• [EXERCISE BRIEF]:
What's needed is a full, exact retyping of the records.

• [INPUT RECORDS]:
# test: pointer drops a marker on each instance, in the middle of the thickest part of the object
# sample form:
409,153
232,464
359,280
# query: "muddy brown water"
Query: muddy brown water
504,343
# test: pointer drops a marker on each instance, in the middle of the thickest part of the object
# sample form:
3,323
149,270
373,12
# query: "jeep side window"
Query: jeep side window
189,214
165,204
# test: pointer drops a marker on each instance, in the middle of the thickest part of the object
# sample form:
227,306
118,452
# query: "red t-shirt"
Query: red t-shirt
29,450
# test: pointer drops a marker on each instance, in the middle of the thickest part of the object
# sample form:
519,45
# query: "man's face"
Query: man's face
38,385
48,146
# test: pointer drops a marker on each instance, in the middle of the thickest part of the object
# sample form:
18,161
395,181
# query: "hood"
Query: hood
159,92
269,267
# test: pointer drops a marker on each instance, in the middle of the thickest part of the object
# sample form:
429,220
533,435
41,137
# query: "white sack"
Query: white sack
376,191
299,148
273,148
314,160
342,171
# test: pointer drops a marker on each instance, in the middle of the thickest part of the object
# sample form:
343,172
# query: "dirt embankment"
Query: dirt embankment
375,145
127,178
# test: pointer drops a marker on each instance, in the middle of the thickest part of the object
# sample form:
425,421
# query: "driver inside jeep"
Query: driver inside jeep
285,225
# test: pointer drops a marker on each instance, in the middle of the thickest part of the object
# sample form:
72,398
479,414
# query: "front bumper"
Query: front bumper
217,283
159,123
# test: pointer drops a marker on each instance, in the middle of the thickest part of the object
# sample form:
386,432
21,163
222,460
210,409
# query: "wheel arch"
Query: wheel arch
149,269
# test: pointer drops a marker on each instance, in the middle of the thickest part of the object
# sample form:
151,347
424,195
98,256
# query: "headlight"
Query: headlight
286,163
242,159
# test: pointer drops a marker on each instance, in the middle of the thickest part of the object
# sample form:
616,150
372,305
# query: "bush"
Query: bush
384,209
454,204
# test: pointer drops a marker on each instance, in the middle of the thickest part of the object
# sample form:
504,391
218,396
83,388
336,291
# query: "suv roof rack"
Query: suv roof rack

• [EXERCISE RESULT]:
# test: pointer drops a marker on each instance, in the middle of the thickest part of the object
# sample form:
409,153
232,464
359,280
# query: "muddy brown water"
Query: muddy brown water
504,343
# test: pointer drops a marker on each instance, in the middle of the thickest part of the object
# sample form:
3,323
149,270
373,12
# query: "jeep side window"
Query: jeep side window
189,214
165,204
# test: pointer drops a marker on each instance, in the middle of the thickest part of the object
# sample form:
227,306
118,452
# query: "red t-shirt"
Query: red t-shirt
29,450
# test: pointer drops a marker on each instance, in the middle of the thickest part of the object
# sample form:
519,45
# query: "man's face"
Query: man's face
38,385
48,146
# test: pointer drops a marker on each instance, in the middle of the thickest part of the object
# sample form:
18,161
395,181
# query: "hood"
Query: hood
159,92
269,267
# test: pointer drops a marker on each instance, in the middle of the thickest part of the object
# sample form:
429,220
533,435
41,137
# query: "white sack"
Query: white sack
376,191
299,148
273,148
314,160
342,171
# test: pointer drops a marker on each instance, in the middle of the thickest part of the object
# sample form:
343,172
# query: "dirt embankment"
Query: dirt embankment
375,145
127,178
# test: pointer drops a marker on each instance, in the middle of the thickest part of the object
# sample form:
425,421
# query: "driver inside jeep"
Query: driver inside jeep
285,225
# test: pointer drops a marker on each instance, in the middle of the thickest part of the object
# sample form:
72,398
479,414
# query: "front bumper"
Query: front bumper
217,283
159,123
# test: pointer drops a marker on each instance, in the middle of the thickest part of the object
# sample form:
386,432
21,163
222,460
210,409
# query: "wheel arch"
Query: wheel arch
149,269
# test: pointer drops a marker on each instance, in the middle of the thickest part of the object
# sample form:
151,347
424,195
98,256
# query: "headlight"
Query: headlight
286,163
242,159
# test: pointer drops a marker on each instance, in the middle of the thickest part of the object
# sample form:
616,150
372,305
# query: "bush"
Query: bush
384,209
454,204
# test: pointer drops a marker on each instance, in the middle of the thickest part of the object
# sample form:
504,391
218,396
83,388
336,291
# query: "suv roof rack"
Query: suv roof rack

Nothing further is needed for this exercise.